■ **Extrait du document**
((
Les femmes veulent gouverner, on leur tend des foulards. Elles réclament des postes, on leur offre des selfies. Elles demandent la parité, on leur accorde un ministère de la “Promotion féminine”, un joli ruban posé sur une cage. Derrière cette appellation flatteuse se cache une idée simple : “On vous voit, mais pas trop haut, pas trop fort, pas trop vite.” C’est du féminisme de vitrine, cousu de wax et vide au fond. Les rôles principaux restent masculins, les femmes sont invitées aux cérémonies, rarement aux décisions.
Souvent, elles ne sont que deux ou trois sur trente-six ministres. Une présence symbolique dans un gouvernement qui prétend pourtant rompre avec les habitudes du passé. Le pouvoir préfère leur confier des postes de chefs de cabinet ou de conseillères techniques plutôt que des portefeuilles ministériels. On leur laisse les couloirs du pouvoir, jamais les salles où tout se décide. Ce choix en dit long : elles peuvent accompagner, mais pas diriger. Leur loyauté sert de caution, leur compétence reste sous tutelle.
La promesse de Bah Oury, grave et solennelle à ses débuts, s’est dissoute dans la communication. Sa parole, parfumée aux slogans et enveloppée de sourires, ne tient plus que par l’éclat des caméras. Elle sonne creux, pareille à une fleur fanée tendue pour la photo, sans parfum ni sève.
Pourtant, ce pays tient debout grâce aux femmes. Cette vérité, ancienne comme nos blessures, traverse toutes les crises. Quand la République vacille, ce sont elles qui recollent les morceaux. Elles tiennent les marchés, nourrissent les familles, paient les écoles, soignent les hommes, enterrent les morts et reprennent le combat. La Guinée survit grâce à leur force, mais continue de les appeler « piliers de la nation », un hommage figé, vidé de sens, qui tient plus du réflexe que de la reconnaissance.
En retour, elles reçoivent des promesses en carton. Bah Oury parle d’égalité avec la grâce d’un illusionniste. Il sort des mots brillants de son chapeau pour mieux dissimuler l’absence d’actes. Dans les coulisses du pouvoir, la parité est devenue un décor, un accessoire, un bijou de pacotille sur une main qui exclut sans hésiter. On capture leurs sourires pour mieux étouffer leurs voix. Pendant qu’elles chantent, les hommes rédigent les lois. Pendant qu’elles dansent, les nominations tombent sans elles.
L’histoire du pays en dit long. En 1953, Sékou Touré avait prêté serment sur la pierre de Beyla, jurant fidélité au peuple. Ce serment avait le poids de la terre et la gravité de la parole donnée. Aujourd’hui, les promesses se font sur des plateaux télé et s’effacent au générique. La foi a cédé la place à la communication, la pierre aux écrans, l’engagement à la mise en scène. Les femmes, elles, demeurent reléguées dans l’ombre.
Sous Sékou, elles défilaient pour la gloire du parti. Sous Conté, elles portaient les campagnes comme un fardeau. Sous Alpha Condé, elles ont encore cru à la parité promise. Résultat : quelques portefeuilles symboliques, des discours officiels et des médailles pour services rendus au silence. Bah Oury reprend la même recette, parfumée à la poudre aux yeux. On montre des femmes en pagnes assortis, pancartes à la main, réclamant la candidature de Doumbouya pour la prochaine élection. Leurs visages sincères deviennent l’affiche d’un scénario déjà écrit. Leur image sert de cache à leur absence.
))
■ **Consigne 1**
Indiquez seulement le nombre de lignes des entrées qui contiennent la chaîne « jacket », en tenant compte de la casse.
Les entrées n'ont aucun lien avec l'extrait qui précède.

■ **Entrées de la tâche**
((
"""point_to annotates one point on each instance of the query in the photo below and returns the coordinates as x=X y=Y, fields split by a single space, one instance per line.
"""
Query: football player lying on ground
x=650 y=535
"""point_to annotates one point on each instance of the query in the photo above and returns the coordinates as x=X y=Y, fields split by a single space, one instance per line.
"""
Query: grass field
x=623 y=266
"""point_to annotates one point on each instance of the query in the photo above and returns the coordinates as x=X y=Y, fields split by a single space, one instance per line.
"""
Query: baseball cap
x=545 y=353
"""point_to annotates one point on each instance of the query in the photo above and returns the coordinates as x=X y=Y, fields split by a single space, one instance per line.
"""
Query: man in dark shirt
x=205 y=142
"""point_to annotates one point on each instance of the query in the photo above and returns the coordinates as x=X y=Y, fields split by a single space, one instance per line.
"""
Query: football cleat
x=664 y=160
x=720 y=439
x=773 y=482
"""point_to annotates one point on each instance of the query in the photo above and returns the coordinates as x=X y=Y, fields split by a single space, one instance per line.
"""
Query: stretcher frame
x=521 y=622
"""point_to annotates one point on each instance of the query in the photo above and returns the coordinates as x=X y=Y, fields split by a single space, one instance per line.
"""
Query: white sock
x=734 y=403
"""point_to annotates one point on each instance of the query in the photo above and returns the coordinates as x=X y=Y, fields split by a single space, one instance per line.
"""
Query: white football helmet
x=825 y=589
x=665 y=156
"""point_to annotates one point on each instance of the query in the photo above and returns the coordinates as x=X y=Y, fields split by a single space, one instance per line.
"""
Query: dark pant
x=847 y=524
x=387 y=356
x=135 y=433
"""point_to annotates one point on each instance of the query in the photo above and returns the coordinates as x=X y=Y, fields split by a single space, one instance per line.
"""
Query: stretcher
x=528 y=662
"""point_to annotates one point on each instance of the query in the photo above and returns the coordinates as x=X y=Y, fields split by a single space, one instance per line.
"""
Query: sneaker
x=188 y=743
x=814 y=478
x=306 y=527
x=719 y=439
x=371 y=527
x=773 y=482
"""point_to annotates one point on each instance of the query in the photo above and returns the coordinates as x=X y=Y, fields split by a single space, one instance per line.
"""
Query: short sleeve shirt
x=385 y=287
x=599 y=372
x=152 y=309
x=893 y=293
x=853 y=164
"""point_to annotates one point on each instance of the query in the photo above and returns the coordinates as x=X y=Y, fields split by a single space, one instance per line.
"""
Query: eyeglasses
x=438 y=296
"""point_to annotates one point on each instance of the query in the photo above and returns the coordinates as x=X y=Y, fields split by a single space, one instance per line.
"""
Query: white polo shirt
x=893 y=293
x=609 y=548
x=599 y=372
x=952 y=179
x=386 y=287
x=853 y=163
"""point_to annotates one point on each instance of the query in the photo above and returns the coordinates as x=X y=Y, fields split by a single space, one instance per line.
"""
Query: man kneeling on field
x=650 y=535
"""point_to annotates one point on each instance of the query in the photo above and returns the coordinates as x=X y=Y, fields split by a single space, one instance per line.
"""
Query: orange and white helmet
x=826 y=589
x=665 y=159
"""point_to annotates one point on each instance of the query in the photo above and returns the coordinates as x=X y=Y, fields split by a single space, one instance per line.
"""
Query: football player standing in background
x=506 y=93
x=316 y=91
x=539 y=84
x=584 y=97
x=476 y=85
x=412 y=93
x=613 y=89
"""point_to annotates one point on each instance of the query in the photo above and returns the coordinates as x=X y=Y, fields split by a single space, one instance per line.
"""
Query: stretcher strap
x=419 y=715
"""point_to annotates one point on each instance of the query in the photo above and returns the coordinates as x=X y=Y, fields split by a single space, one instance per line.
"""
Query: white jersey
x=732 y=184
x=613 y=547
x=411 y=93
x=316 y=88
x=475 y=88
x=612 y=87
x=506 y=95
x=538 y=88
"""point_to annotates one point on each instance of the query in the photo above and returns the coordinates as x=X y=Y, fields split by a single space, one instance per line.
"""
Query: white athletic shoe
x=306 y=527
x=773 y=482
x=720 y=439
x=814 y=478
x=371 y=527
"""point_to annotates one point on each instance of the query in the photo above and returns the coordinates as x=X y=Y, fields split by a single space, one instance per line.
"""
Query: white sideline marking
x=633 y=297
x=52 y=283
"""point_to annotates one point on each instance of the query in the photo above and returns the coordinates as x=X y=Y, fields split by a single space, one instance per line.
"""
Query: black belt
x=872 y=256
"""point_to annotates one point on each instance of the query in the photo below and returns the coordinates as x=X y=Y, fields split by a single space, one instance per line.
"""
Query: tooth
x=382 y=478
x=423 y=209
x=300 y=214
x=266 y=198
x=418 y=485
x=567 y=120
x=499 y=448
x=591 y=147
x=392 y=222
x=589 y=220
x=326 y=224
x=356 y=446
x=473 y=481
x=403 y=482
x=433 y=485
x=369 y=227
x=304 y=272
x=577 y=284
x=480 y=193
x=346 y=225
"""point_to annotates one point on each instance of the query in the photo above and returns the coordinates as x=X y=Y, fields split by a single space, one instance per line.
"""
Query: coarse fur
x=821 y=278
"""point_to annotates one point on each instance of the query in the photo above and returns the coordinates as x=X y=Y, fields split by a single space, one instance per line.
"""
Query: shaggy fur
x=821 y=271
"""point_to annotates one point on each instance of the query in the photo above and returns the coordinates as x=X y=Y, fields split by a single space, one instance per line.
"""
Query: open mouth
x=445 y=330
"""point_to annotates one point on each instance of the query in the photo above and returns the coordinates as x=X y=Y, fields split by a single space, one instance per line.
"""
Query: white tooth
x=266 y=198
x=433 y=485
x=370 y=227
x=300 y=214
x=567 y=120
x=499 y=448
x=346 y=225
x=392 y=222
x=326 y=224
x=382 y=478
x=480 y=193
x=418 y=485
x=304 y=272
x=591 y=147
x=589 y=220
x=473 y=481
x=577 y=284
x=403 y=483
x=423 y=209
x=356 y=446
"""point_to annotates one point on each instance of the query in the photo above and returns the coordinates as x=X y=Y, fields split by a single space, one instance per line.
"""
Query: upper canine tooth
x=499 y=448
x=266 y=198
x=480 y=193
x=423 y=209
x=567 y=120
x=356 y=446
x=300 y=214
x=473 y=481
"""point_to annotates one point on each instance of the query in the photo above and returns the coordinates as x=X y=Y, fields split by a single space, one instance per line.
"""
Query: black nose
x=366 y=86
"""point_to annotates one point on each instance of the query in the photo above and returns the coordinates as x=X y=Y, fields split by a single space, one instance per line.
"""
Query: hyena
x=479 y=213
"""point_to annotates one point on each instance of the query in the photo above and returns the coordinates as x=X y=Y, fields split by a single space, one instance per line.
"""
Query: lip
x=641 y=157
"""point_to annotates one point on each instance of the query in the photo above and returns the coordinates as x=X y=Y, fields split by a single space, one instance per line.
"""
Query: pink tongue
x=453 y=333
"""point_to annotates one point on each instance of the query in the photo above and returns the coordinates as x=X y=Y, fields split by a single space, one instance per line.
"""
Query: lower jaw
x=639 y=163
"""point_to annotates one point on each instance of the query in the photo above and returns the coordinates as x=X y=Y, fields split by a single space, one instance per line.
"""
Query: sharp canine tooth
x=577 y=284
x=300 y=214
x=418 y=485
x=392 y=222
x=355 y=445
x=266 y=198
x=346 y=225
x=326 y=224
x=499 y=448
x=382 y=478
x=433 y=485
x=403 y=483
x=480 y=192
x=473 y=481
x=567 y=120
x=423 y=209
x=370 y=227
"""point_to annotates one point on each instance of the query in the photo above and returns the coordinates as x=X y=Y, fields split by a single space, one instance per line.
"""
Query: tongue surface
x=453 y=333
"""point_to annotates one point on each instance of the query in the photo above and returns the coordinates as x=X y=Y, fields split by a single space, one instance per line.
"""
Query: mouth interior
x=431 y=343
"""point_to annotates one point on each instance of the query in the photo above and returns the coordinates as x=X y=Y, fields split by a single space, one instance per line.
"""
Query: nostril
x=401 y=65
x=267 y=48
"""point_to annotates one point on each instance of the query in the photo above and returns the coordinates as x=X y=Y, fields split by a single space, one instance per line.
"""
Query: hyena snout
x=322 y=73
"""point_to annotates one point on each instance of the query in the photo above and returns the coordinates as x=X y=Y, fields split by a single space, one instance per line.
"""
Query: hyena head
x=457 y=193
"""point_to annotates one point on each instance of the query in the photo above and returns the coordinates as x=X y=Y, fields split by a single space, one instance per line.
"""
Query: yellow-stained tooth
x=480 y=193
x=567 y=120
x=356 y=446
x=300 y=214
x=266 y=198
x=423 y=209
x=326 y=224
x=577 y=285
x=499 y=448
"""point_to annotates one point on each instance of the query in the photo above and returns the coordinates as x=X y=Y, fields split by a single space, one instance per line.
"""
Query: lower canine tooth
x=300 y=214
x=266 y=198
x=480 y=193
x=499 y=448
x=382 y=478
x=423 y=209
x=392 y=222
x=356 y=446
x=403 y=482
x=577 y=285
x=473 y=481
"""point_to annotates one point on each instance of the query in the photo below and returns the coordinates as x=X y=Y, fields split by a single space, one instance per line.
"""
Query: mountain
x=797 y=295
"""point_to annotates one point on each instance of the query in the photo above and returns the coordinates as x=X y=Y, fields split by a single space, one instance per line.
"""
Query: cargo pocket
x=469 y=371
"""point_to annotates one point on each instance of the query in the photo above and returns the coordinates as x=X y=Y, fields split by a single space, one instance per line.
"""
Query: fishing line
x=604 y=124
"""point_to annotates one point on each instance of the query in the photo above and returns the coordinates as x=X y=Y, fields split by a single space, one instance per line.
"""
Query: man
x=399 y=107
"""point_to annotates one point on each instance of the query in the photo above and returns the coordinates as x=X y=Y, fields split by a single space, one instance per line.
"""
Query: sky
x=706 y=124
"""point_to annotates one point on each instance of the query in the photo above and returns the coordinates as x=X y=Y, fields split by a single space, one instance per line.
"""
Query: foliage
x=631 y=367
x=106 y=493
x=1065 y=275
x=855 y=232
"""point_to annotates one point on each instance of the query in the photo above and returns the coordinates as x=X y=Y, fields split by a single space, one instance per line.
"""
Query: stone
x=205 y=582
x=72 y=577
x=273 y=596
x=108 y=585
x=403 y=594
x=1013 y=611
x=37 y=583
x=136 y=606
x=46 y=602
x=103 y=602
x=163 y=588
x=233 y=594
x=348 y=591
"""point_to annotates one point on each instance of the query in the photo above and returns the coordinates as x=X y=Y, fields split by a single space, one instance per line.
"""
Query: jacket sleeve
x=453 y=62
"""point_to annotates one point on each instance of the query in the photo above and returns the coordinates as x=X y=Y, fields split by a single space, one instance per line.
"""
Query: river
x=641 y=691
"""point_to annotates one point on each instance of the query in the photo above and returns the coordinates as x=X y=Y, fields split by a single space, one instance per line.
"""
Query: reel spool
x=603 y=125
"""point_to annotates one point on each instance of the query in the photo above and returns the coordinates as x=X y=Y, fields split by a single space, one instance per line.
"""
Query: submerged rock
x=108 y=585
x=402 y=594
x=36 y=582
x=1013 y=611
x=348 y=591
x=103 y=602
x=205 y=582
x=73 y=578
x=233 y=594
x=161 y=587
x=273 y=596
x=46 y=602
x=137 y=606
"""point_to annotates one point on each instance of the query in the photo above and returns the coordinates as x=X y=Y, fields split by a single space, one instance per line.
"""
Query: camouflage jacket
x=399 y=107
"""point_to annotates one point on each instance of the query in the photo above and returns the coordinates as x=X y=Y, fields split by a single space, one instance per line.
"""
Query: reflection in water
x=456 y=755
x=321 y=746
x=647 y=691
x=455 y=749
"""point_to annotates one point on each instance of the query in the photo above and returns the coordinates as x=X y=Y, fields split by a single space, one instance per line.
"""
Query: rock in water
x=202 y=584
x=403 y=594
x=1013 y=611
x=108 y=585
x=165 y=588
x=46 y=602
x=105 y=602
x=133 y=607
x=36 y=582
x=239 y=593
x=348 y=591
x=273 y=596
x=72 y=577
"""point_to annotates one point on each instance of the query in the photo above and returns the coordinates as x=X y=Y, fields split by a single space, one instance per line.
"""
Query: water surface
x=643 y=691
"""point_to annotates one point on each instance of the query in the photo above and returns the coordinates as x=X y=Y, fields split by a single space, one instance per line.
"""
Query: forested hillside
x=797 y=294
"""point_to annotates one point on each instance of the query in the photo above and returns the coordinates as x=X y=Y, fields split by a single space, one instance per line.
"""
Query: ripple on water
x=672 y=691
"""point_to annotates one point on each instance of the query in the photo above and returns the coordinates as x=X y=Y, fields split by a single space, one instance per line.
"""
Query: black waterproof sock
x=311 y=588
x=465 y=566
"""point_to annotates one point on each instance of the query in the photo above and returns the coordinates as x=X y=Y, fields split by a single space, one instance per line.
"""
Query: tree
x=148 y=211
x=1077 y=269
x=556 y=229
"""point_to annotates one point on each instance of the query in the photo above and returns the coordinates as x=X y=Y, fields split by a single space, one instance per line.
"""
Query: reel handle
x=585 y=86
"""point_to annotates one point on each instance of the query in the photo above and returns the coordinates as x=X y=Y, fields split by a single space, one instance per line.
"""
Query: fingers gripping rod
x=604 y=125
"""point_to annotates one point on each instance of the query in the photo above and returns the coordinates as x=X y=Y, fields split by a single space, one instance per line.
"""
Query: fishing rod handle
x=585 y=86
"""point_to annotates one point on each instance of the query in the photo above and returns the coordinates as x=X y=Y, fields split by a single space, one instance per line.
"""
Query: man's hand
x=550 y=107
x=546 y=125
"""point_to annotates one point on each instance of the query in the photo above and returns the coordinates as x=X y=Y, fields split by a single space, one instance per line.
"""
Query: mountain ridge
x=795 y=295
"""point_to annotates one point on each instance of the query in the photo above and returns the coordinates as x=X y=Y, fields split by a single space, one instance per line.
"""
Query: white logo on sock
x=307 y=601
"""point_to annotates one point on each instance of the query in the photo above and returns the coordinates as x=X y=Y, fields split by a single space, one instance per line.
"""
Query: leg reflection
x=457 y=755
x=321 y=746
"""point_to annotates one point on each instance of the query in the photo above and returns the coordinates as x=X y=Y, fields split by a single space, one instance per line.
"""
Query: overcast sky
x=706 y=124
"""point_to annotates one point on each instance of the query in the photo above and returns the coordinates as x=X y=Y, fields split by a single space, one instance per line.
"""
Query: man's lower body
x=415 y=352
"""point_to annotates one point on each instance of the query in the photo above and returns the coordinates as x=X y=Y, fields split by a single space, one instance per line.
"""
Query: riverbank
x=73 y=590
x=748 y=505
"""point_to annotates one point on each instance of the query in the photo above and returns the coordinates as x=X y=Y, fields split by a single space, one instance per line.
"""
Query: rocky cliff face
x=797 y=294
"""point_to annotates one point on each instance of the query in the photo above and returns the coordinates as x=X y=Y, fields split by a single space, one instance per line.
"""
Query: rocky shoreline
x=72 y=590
))
■ **Consigne 2**
Reproduisez à l'identique le passage de l'extrait sur la place des femmes au pouvoir en Guinée, en commençant à « Souvent, elles ne » et en terminant à « reste sous tutelle. ».

■ **Résultat attendu 1**
2

■ **Résultat attendu 2**
Souvent, elles ne sont que deux ou trois sur trente-six ministres. Une présence symbolique dans un gouvernement qui prétend pourtant rompre avec les habitudes du passé. Le pouvoir préfère leur confier des postes de chefs de cabinet ou de conseillères techniques plutôt que des portefeuilles ministériels. On leur laisse les couloirs du pouvoir, jamais les salles où tout se décide. Ce choix en dit long : elles peuvent accompagner, mais pas diriger. Leur loyauté sert de caution, leur compétence reste sous tutelle.